Each of the lines from the one that contains "Query: frost on leaf" to the end of the entries below should be output exactly.

==== MATERIALS PROVIDED

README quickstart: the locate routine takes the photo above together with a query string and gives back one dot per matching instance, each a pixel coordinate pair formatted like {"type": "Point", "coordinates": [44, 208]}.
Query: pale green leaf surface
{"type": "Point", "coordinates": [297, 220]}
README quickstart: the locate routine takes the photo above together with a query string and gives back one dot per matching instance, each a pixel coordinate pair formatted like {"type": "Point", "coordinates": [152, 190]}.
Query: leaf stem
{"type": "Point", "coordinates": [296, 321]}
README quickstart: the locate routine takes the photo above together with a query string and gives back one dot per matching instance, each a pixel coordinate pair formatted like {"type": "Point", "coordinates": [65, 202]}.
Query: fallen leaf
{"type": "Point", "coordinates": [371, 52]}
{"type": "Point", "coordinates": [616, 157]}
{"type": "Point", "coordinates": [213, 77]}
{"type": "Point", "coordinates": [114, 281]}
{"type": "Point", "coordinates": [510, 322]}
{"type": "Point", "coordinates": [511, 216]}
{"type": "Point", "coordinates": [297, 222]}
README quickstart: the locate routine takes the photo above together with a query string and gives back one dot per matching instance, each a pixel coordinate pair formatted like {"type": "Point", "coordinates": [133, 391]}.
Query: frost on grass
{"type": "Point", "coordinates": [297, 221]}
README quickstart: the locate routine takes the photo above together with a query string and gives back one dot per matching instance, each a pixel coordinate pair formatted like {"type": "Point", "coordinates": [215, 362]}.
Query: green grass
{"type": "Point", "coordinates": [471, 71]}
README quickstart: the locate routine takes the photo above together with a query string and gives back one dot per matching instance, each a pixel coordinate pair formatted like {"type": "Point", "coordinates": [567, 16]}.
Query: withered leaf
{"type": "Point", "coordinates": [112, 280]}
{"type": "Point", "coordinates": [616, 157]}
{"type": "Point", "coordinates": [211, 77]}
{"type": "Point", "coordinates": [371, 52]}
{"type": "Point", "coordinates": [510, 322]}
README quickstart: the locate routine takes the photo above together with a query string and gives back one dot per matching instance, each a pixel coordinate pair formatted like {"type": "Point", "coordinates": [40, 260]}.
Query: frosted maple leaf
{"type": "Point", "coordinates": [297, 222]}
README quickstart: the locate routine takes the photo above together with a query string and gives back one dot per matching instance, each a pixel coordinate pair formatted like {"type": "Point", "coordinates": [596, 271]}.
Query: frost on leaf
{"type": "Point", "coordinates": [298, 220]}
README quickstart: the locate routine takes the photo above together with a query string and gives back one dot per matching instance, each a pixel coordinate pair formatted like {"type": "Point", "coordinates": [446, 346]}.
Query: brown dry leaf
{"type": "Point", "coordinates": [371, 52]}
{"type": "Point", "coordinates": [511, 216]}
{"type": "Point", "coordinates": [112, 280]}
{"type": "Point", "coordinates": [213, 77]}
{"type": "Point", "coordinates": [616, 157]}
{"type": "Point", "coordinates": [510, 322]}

========

§ **EXERCISE RESULT**
Query: frost on leaf
{"type": "Point", "coordinates": [298, 220]}
README quickstart: the locate routine takes the photo above together with a query string and gives back one dot per matching instance, each a pixel coordinate pair formatted like {"type": "Point", "coordinates": [446, 346]}.
Query: brown dry leaf
{"type": "Point", "coordinates": [371, 52]}
{"type": "Point", "coordinates": [511, 216]}
{"type": "Point", "coordinates": [112, 280]}
{"type": "Point", "coordinates": [213, 77]}
{"type": "Point", "coordinates": [616, 157]}
{"type": "Point", "coordinates": [510, 322]}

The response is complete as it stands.